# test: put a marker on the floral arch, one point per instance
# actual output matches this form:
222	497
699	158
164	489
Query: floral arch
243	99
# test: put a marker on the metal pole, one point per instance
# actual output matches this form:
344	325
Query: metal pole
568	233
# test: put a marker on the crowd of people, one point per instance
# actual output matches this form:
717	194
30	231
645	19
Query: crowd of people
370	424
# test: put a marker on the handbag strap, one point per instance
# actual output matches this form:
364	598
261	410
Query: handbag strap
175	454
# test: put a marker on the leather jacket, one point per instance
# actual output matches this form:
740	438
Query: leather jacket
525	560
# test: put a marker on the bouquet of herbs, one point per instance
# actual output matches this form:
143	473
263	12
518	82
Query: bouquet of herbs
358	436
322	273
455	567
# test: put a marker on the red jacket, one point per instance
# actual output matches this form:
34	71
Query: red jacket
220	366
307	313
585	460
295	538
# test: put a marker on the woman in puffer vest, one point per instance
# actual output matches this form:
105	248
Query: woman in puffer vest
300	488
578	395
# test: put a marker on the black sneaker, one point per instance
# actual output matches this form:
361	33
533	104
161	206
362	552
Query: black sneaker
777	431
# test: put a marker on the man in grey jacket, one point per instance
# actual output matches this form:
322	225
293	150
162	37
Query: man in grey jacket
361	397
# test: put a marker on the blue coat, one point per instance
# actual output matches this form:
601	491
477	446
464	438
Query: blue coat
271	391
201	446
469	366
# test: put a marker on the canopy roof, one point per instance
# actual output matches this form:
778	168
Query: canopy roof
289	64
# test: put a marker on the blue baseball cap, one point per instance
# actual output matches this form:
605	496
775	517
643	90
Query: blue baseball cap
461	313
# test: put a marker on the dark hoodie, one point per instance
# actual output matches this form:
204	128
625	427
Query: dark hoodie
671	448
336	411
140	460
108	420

━━━━━━━━━━━━━━━━━━━━

Can you output every line of the records above as a numbered list, leaving out any blank lines?

1. # test: put a marker on the floral arch, one point per instance
2. # actual output matches this form:
3. 222	497
4. 699	158
5. 164	489
6. Query: floral arch
7. 243	99
8. # test: put a marker on the metal pole, one point per instance
9. # actual output matches this form:
10. 344	325
11. Query: metal pole
12. 568	233
13. # test: put a marker on the crowd of people, one point per instance
14. # actual output matches this form:
15. 717	194
16. 30	231
17. 645	19
18. Query: crowd of people
19. 370	424
20. # test: put a marker on the handbag strap, one point per instance
21. # actual output matches this form:
22. 364	598
23. 261	410
24. Query: handbag strap
25. 175	454
26. # test: put a marker on the leather jacket, one point per instance
27. # actual output matches this form:
28. 740	438
29. Query: leather jacket
30. 525	560
31. # test: put a marker on the bouquet of herbs, one point per instance
32. # actual output matches this form:
33. 143	473
34. 263	12
35. 518	82
36. Query: bouquet of herbs
37. 358	436
38. 322	273
39. 455	567
40. # test: put a marker on the red jacket, one point per instance
41. # actual output matches this form:
42. 34	71
43. Query: red jacket
44. 220	366
45. 307	313
46. 585	460
47. 295	538
48. # test: put a marker on the woman in puffer vest, one point per instance
49. # actual output matches this form:
50. 105	248
51. Query: woman in puffer vest
52. 300	488
53. 578	395
54. # test: put a marker on the black sneaker, one point per instance
55. # actual output matches this form:
56. 361	33
57. 533	104
58. 161	206
59. 362	552
60. Query: black sneaker
61. 777	431
62. # test: put a marker on the man in grey jacket, one point per instance
63. # actual output matches this form:
64. 322	225
65. 293	150
66. 162	37
67. Query: man in grey jacket
68. 361	397
69. # test: put a marker on the blue coat, one point per instance
70. # actual output matches this form:
71. 601	491
72. 477	446
73. 464	438
74. Query: blue coat
75. 271	391
76. 201	446
77. 469	366
78. # test: put a marker on the canopy roof, one point per instance
79. # actual output matches this form:
80. 778	168
81. Query: canopy roof
82. 289	64
83. # test: put a marker on the blue baseball cap, one point per instance
84. # actual output matches this form:
85. 605	496
86. 775	517
87. 643	90
88. Query: blue baseball cap
89. 461	313
90. # test: put a marker on the dark hoodie, one point per instance
91. # actual output matches this form:
92. 204	128
93. 625	427
94. Query: dark hoodie
95. 671	448
96. 336	411
97. 140	460
98. 108	420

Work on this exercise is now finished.